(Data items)
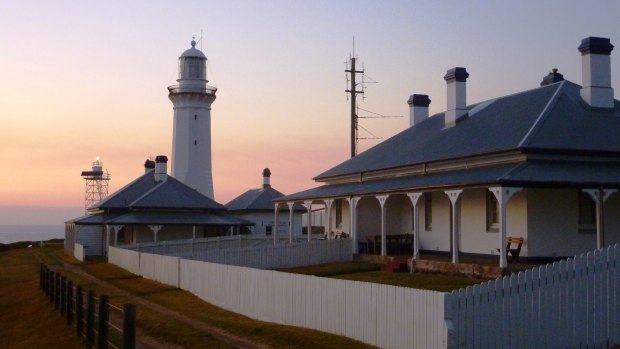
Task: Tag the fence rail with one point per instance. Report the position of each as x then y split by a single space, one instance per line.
574 303
102 324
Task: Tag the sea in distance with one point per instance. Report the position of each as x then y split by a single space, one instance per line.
10 233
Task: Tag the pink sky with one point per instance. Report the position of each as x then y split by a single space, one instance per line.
88 79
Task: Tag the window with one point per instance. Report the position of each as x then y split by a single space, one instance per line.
338 213
587 214
492 213
428 211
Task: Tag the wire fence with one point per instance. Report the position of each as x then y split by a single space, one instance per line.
103 324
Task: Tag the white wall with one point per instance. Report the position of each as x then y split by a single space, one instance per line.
475 238
91 237
264 219
79 252
437 239
368 218
554 223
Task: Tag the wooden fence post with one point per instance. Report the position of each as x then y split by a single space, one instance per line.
90 318
129 326
57 290
103 322
70 303
63 293
79 311
50 285
41 272
44 279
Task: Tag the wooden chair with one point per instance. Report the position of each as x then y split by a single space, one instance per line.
514 252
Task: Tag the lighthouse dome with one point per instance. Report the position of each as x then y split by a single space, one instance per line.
193 52
192 65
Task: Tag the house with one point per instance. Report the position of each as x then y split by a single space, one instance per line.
256 205
154 207
542 164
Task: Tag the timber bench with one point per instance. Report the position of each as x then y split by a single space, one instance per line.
514 252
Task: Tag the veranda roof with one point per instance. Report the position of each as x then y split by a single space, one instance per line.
523 174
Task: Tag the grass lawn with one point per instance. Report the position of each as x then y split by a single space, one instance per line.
371 273
32 322
435 282
272 335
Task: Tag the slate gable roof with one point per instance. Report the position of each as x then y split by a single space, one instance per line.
174 194
260 199
145 193
550 117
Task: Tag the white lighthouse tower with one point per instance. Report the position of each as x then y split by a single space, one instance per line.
191 138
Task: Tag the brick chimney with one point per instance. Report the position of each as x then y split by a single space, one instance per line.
418 108
149 166
266 176
161 168
456 107
596 88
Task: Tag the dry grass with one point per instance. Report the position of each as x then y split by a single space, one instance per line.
28 319
368 272
174 332
277 336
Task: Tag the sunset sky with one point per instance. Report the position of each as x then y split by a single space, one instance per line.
81 79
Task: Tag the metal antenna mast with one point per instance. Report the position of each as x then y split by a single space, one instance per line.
352 90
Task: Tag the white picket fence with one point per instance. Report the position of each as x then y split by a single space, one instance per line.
573 303
381 315
569 304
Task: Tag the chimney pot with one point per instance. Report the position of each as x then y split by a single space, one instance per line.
418 108
266 179
457 107
161 164
552 77
596 88
149 165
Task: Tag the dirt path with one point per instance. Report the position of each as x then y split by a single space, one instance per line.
143 340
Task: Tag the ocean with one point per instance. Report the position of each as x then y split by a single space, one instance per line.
30 232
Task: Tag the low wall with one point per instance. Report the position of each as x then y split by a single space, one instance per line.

*WHAT TO DO*. In the copy, include every line of the records exactly and none of the images.

*RESULT BELOW*.
Task: Tag the fence rail with one point per instance. Report the position of each as x then y split by a single space, one instance per line.
574 303
102 324
Task: Tag the sea in distance with one point per instance. Report the position of each as x then y split by a single space, one instance per line.
10 233
Task: Tag the pink sky with one point per instance. Report the position of each as x then y split by a single space, one instance per line.
88 79
Task: Tag the window with one point per instance. Report the position of each as x then y split by a single space, one instance per line.
338 213
587 214
492 213
428 211
Task: Tag the wire fence with one point per instance. Report the position of each as x then y split by a single space, one instance per line.
103 324
Task: Tag the white wall with one point per instance. Report the position of each as x then y split by a single space, one instance per line.
475 238
91 237
264 219
79 252
437 239
368 218
554 223
Task: Tag the wooden fence post with one point per instance. Report the position of each as x then y split by a single space, one instance per line.
90 318
129 326
57 290
103 322
70 303
63 293
79 311
50 285
41 272
44 279
Task: Tag the wooden chair with one point per instance. Report the position of each as x then y split by a single space, one instance per line.
514 252
Task: Tag the lighthouse dome with one point per instance. Report the position of each as x then y split by a single space, one instance per line.
193 52
192 65
Task: Tag the house with one point per instance. Report the position of each as x then y split by a single space, one instance per line.
256 205
154 207
542 164
Task: Tag the timber bench with one point per instance. Report the position of each as x then y split by a single space, one instance per line.
514 252
Task: Tag the veranda roof with one point per instance. Report the position of each as x then y split by a single space, one instance per line.
523 174
Task: Tag the grass lawn with one point per instance. Report the position of each as x then y split by a single space, one instance per line.
371 273
32 322
435 282
272 335
Task: Tag the slate gable roof with one point per instance. Report the position of each as x then y split by a single space, one instance per line.
174 194
260 199
145 193
550 117
Task: Tag the white lighthouse tower with one point per instance. Report the position of each as x then y split by a single space, one instance per line.
191 138
Task: Tag the brick chimney with one point per instance. Report the position of each as x then y split by a single space, one instance per line.
418 108
149 166
266 176
161 168
456 107
596 88
Task: Tag the dry grass with one point per instance. Report the position of each as x then y split by a single space, one instance per line.
28 319
368 272
174 332
277 336
Task: Tag the sunset sky with one point per instance. Report the position of each as x then y split by a single space, one instance per line.
81 79
Task: Tag the metal antenna mast with one point per instance. Report the position of each as x then y split by a single space, one instance per line.
352 90
Task: Tag the white picket fence with one point per instance. Report the position of each as x then y split by a single space, one instance per line.
573 303
381 315
569 304
Task: Tag the chimney pot with one point per instance. Report the position of each as x then y split by a single space, one instance per line.
418 108
266 179
457 107
161 164
552 77
596 88
149 165
Task: Tag the dirt path with one point per instance. Report the position of each as x then y split by a single space, one instance per line.
143 340
Task: Tag the ocean with one point per instance. Report the position of each as x then y split by a single space, one instance per line.
30 232
Task: Tag the low wall with one point per instance. Report the position of each as x then y split by a single space, one instance per line.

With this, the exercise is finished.